◆ WHAT IS EXPECTED: Reproduce the lines below, switching each occurrence of "rough mask" to "coarse mask" and leaving everything else unchanged.

◆ DATA SHOWN:
+-------+

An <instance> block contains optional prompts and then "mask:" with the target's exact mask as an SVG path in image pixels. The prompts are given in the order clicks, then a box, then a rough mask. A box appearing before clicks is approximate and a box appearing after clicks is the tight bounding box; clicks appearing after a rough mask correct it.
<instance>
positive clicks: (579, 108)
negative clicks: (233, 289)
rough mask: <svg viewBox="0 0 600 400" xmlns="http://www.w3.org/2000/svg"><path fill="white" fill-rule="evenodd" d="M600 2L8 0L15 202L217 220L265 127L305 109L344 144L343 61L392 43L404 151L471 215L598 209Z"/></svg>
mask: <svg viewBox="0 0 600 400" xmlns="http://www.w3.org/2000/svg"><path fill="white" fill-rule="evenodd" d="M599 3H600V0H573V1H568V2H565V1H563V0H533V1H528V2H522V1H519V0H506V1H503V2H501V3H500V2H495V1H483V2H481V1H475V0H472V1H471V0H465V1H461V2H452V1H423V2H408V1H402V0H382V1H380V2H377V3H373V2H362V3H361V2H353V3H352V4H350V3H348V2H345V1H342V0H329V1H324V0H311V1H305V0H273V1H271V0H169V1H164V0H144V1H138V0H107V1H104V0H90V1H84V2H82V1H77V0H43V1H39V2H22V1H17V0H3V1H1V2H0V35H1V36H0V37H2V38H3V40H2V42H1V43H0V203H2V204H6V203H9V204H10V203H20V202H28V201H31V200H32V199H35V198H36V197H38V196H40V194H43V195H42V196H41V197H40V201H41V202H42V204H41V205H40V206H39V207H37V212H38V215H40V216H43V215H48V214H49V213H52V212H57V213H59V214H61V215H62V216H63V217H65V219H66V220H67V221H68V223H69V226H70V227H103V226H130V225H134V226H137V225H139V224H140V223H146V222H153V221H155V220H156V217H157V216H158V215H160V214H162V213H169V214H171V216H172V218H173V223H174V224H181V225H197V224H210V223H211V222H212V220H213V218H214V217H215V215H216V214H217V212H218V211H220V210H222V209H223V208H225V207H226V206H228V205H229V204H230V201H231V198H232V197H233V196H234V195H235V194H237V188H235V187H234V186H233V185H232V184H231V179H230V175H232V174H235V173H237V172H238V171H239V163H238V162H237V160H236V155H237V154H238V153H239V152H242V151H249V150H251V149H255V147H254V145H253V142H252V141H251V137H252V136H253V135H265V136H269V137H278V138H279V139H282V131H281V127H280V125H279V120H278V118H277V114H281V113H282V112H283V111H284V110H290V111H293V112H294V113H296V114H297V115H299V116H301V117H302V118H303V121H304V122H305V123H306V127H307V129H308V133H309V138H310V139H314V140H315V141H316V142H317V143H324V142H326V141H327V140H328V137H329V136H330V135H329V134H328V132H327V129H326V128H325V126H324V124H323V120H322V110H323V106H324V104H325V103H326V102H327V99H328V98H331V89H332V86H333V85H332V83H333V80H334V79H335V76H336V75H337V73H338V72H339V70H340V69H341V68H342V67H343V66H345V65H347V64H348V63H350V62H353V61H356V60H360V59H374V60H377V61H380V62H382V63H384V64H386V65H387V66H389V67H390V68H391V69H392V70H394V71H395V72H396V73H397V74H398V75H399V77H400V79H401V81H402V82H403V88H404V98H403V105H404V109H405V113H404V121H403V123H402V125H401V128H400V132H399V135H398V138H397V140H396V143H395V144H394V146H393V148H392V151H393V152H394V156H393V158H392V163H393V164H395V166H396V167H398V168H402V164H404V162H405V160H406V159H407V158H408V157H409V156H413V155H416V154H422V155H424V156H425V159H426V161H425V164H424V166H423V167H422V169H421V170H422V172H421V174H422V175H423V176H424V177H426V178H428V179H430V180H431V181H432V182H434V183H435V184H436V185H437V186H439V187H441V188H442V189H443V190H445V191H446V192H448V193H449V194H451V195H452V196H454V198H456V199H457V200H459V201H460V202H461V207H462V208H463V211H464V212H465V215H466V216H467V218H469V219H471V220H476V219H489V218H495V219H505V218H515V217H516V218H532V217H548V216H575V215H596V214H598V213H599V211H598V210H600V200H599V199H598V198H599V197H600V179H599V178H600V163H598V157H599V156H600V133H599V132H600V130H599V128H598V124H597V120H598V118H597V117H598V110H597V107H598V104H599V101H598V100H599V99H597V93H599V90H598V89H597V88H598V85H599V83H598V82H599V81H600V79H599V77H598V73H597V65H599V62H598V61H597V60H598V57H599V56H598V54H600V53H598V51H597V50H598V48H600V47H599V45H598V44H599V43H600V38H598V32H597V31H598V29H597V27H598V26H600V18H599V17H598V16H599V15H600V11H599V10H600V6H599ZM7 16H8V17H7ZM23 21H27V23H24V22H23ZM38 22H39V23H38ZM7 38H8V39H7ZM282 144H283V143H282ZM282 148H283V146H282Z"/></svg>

+-------+

◆ RESULT FOR THIS TASK:
An <instance> block contains optional prompts and then "mask:" with the target's exact mask as an SVG path in image pixels. The prompts are given in the order clicks, then a box, then a coarse mask. A box appearing before clicks is approximate and a box appearing after clicks is the tight bounding box; clicks appearing after a coarse mask correct it.
<instance>
positive clicks: (579, 108)
negative clicks: (233, 289)
coarse mask: <svg viewBox="0 0 600 400" xmlns="http://www.w3.org/2000/svg"><path fill="white" fill-rule="evenodd" d="M600 2L8 0L15 202L217 220L265 127L305 109L344 144L343 61L392 43L404 151L471 215L598 209Z"/></svg>
mask: <svg viewBox="0 0 600 400" xmlns="http://www.w3.org/2000/svg"><path fill="white" fill-rule="evenodd" d="M599 3H600V0H573V1H568V2H565V1H563V0H533V1H528V2H522V1H519V0H506V1H503V2H501V3H500V2H495V1H483V2H481V1H475V0H472V1H471V0H465V1H461V2H452V1H423V2H408V1H402V0H382V1H380V2H377V3H373V2H362V3H361V2H353V3H352V4H350V3H348V2H345V1H342V0H329V1H324V0H311V1H305V0H273V1H271V0H169V1H164V0H144V1H138V0H107V1H104V0H90V1H84V2H82V1H77V0H43V1H39V2H22V1H17V0H3V1H1V2H0V35H1V36H0V37H2V38H3V40H2V42H1V43H0V203H2V204H6V203H9V204H10V203H20V202H28V201H31V200H32V199H35V198H36V197H38V196H40V194H43V195H42V196H41V197H40V201H41V202H42V204H41V205H40V206H39V207H37V212H38V215H40V216H43V215H48V214H49V213H52V212H57V213H59V214H61V215H62V216H63V217H65V219H66V220H67V221H68V223H69V226H70V227H103V226H130V225H134V226H137V225H139V224H140V223H146V222H153V221H155V220H156V217H157V216H158V215H160V214H162V213H169V214H171V216H172V218H173V223H174V224H181V225H197V224H210V223H211V222H212V220H213V218H214V217H215V215H216V214H217V212H218V211H220V210H222V209H223V208H225V207H226V206H228V205H229V204H230V201H231V198H232V197H233V196H234V195H235V194H237V188H235V187H234V186H233V185H232V184H231V179H230V175H232V174H235V173H237V172H238V171H239V163H238V162H237V160H236V155H237V154H238V153H239V152H242V151H249V150H251V149H255V147H254V145H253V142H252V141H251V137H252V136H253V135H265V136H269V137H278V138H279V139H282V131H281V127H280V125H279V120H278V118H277V114H281V113H282V112H283V111H284V110H290V111H293V112H294V113H296V114H297V115H299V116H301V117H302V118H303V121H304V122H305V123H306V127H307V129H308V133H309V138H310V139H314V140H315V141H316V142H317V143H324V142H326V141H327V140H328V137H329V136H330V135H329V134H328V132H327V129H326V128H325V126H324V124H323V120H322V110H323V106H324V104H325V103H326V102H327V99H328V98H331V89H332V86H333V85H332V83H333V80H334V79H335V76H336V75H337V73H338V72H339V70H340V69H341V68H342V67H343V66H345V65H347V64H348V63H350V62H353V61H356V60H360V59H374V60H377V61H380V62H382V63H384V64H386V65H387V66H389V67H390V68H391V69H392V70H394V71H395V72H396V73H397V74H398V75H399V77H400V79H401V81H402V82H403V88H404V98H403V105H404V109H405V113H404V121H403V123H402V125H401V128H400V132H399V135H398V138H397V140H396V143H395V144H394V146H393V148H392V151H393V152H394V156H393V158H392V163H393V164H395V166H396V167H398V168H402V164H404V162H405V160H406V159H407V158H408V157H409V156H413V155H416V154H422V155H424V156H425V159H426V161H425V164H424V166H423V167H422V169H421V170H422V172H421V174H422V175H423V176H424V177H426V178H428V179H430V180H431V181H432V182H434V183H435V184H436V185H437V186H439V187H441V188H442V189H443V190H445V191H446V192H448V193H449V194H451V195H452V196H454V198H456V199H457V200H459V201H460V202H461V207H462V208H463V211H464V212H465V215H466V216H467V218H469V219H471V220H476V219H489V218H495V219H505V218H515V217H516V218H532V217H548V216H575V215H596V214H598V213H599V211H598V210H600V200H599V199H598V198H599V197H600V179H599V178H600V163H598V157H599V156H600V133H599V132H600V130H599V128H598V124H597V120H598V118H597V117H598V110H597V107H598V104H599V101H598V100H599V99H597V93H599V90H598V89H597V88H598V85H599V83H598V82H599V81H600V79H599V77H598V73H597V65H599V62H598V61H597V60H598V57H599V56H598V54H600V53H598V51H597V50H598V48H600V47H599V45H598V44H599V43H600V38H598V32H597V31H598V29H597V27H598V26H600V18H599V17H598V16H599V15H600V11H599V10H600V6H599ZM7 16H8V17H7ZM23 21H27V23H24V22H23ZM38 22H39V23H38ZM7 38H8V39H7ZM282 144H283V143H282ZM282 148H283V146H282Z"/></svg>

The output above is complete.